### EXERCISE DETAILS
Which lines in the data below contain the word "power"? Copy each of them.
=== Begin Enclosure ===
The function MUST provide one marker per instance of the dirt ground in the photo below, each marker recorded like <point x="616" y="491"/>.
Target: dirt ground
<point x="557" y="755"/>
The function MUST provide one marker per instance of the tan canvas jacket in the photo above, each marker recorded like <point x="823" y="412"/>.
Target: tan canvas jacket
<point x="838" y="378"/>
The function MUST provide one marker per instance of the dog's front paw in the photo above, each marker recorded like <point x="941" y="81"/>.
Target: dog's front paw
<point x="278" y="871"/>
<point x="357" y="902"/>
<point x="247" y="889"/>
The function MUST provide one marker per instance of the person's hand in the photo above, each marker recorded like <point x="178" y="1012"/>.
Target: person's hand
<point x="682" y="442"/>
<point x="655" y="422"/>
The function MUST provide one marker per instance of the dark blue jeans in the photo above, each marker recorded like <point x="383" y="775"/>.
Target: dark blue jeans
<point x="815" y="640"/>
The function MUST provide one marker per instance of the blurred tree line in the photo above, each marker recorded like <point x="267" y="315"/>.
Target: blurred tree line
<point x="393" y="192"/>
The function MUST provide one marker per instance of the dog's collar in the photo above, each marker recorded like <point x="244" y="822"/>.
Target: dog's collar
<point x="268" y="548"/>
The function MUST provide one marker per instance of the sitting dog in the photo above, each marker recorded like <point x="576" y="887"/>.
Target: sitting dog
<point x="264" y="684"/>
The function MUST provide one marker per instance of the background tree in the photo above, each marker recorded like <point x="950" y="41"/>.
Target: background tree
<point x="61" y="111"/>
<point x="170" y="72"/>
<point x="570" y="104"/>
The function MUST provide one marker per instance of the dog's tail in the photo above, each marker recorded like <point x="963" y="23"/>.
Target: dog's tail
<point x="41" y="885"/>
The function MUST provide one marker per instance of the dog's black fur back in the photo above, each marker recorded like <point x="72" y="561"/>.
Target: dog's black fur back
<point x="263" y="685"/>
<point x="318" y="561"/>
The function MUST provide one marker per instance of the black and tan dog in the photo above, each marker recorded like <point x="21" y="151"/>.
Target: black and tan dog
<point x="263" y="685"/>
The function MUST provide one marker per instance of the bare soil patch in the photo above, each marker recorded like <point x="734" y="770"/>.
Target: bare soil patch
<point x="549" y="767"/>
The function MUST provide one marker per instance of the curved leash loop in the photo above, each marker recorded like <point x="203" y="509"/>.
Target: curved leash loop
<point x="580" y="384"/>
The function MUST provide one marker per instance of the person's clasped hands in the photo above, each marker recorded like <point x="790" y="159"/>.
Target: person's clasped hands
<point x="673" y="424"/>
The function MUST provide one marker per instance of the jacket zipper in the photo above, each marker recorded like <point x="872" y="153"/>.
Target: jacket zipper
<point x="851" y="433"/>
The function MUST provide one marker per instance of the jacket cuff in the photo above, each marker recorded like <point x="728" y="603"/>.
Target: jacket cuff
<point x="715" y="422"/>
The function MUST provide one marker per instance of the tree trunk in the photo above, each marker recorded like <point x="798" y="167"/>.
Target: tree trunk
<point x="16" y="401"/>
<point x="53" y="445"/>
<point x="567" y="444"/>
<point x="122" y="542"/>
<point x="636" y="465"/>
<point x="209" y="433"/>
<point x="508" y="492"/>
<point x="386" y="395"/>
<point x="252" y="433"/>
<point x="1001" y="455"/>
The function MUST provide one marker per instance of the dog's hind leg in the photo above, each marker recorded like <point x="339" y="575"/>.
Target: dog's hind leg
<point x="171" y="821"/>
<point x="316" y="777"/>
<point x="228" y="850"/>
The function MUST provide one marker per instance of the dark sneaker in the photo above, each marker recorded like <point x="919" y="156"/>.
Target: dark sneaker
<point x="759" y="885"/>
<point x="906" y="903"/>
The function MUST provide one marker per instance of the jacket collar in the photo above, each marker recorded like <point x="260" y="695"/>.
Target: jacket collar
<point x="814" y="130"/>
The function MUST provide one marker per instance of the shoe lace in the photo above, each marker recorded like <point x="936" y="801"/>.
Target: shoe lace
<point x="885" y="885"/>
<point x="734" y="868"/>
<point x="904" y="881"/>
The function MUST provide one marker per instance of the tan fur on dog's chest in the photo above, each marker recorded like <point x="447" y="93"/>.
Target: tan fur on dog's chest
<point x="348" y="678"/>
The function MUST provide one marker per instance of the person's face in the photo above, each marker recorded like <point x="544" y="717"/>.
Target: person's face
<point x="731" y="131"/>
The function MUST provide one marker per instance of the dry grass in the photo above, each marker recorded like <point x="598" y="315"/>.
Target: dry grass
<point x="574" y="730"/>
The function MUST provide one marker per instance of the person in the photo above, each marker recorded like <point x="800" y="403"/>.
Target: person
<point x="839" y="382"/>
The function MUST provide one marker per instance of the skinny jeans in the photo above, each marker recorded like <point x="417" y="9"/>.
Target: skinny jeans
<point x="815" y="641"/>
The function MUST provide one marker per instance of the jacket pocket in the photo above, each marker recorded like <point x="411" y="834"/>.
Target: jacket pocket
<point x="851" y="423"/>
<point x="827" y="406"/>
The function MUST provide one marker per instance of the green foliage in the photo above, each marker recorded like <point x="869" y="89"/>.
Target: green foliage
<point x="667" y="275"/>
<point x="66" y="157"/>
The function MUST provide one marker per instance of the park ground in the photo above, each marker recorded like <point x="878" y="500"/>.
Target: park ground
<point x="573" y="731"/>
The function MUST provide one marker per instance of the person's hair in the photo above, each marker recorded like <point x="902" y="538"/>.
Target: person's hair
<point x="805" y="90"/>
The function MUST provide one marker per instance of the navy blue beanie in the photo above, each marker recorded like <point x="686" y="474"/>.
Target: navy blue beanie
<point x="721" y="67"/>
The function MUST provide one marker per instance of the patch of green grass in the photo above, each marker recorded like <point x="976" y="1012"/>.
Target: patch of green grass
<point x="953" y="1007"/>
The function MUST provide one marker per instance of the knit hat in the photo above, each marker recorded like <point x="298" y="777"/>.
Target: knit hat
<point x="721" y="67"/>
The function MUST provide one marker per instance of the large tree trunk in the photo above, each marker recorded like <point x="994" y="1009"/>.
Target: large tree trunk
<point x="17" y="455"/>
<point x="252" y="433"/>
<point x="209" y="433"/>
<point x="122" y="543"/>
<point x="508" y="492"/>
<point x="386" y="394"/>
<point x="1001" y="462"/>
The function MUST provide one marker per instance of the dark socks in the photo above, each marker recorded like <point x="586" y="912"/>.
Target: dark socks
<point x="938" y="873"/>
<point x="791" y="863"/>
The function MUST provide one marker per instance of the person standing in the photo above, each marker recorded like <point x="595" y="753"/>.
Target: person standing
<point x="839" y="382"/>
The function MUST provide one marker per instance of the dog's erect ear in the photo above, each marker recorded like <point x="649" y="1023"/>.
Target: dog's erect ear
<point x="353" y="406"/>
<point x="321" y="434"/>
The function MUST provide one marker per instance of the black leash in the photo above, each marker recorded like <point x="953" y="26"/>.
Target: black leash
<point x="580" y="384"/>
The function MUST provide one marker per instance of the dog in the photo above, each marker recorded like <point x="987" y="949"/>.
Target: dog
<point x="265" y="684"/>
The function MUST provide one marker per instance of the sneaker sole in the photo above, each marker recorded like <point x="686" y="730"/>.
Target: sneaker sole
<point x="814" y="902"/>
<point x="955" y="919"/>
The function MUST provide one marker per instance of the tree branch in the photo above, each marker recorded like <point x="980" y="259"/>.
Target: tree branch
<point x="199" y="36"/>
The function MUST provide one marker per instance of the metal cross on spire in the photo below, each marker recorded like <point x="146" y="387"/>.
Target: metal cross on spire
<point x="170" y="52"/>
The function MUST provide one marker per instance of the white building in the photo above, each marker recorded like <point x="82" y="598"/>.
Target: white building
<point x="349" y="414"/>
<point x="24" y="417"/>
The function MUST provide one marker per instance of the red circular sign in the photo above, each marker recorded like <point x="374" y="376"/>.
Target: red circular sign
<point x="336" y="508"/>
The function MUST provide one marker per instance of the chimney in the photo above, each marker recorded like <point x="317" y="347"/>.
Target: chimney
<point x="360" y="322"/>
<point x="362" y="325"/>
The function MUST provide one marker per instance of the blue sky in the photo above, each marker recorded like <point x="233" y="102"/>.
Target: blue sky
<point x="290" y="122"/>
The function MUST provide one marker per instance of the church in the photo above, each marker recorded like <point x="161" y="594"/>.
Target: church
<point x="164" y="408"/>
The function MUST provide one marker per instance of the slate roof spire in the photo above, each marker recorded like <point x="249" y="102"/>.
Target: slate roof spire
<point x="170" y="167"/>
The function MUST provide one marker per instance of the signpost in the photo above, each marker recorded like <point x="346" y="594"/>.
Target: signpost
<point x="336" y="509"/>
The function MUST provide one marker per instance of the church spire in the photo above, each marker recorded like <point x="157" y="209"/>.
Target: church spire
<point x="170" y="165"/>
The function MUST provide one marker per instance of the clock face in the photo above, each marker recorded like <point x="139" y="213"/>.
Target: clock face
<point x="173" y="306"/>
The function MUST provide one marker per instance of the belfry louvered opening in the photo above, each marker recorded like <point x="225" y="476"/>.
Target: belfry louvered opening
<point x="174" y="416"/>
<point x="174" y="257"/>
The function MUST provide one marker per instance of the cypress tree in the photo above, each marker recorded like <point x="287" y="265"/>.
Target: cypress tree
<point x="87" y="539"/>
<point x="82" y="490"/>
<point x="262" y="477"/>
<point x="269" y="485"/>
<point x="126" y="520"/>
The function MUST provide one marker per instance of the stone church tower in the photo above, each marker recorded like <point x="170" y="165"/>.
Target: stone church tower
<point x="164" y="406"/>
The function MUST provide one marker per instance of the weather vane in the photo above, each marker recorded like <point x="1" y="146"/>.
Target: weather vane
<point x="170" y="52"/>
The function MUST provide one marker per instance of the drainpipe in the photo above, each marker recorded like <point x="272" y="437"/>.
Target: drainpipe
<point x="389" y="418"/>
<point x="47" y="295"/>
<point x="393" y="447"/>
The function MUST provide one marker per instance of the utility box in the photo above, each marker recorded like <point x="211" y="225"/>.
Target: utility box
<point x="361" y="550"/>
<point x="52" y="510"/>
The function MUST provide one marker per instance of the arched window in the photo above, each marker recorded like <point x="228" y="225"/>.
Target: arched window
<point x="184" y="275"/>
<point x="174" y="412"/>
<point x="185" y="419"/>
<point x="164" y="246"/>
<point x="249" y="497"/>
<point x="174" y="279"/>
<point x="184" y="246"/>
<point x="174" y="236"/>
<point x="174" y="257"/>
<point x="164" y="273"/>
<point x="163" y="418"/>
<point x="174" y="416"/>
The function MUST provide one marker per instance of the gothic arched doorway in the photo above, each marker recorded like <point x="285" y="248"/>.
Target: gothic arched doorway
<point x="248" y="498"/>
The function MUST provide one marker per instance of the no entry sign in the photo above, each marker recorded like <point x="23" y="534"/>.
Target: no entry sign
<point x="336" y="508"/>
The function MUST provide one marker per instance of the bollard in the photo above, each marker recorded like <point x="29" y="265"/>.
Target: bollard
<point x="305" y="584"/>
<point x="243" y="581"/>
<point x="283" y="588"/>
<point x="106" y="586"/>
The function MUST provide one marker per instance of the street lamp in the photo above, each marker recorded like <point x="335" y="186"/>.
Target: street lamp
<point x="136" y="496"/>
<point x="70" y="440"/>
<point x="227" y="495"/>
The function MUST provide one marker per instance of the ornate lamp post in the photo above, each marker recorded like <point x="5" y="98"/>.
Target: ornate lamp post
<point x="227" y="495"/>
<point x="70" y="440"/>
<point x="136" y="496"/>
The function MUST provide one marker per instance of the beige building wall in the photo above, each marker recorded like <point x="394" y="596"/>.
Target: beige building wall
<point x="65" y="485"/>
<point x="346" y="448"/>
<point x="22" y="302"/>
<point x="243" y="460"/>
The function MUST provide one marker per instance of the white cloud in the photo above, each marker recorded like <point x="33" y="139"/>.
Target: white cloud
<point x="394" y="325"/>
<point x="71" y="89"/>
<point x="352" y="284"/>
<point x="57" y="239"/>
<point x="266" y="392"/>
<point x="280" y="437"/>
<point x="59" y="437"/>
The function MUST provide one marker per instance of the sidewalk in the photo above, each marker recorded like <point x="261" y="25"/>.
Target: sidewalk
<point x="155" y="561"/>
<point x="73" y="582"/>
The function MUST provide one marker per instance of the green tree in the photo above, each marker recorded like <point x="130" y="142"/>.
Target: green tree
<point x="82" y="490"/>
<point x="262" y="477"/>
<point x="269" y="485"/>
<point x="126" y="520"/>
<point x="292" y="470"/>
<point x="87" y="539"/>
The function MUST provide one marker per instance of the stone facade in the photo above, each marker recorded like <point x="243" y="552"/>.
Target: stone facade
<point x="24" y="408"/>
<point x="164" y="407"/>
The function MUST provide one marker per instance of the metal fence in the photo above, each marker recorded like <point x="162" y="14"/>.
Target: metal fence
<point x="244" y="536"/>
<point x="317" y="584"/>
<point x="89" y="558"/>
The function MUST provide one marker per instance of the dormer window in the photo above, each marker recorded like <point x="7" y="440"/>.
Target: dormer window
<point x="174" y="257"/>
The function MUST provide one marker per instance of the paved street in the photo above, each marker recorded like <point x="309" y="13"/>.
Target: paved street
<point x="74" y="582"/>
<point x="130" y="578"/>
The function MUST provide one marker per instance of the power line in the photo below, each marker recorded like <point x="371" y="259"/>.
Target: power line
=== End Enclosure ===
### OUTPUT OF THE EXERCISE
The function MUST provide one marker per instance of the power line in the photo below, each marker recorded like <point x="371" y="259"/>.
Target: power line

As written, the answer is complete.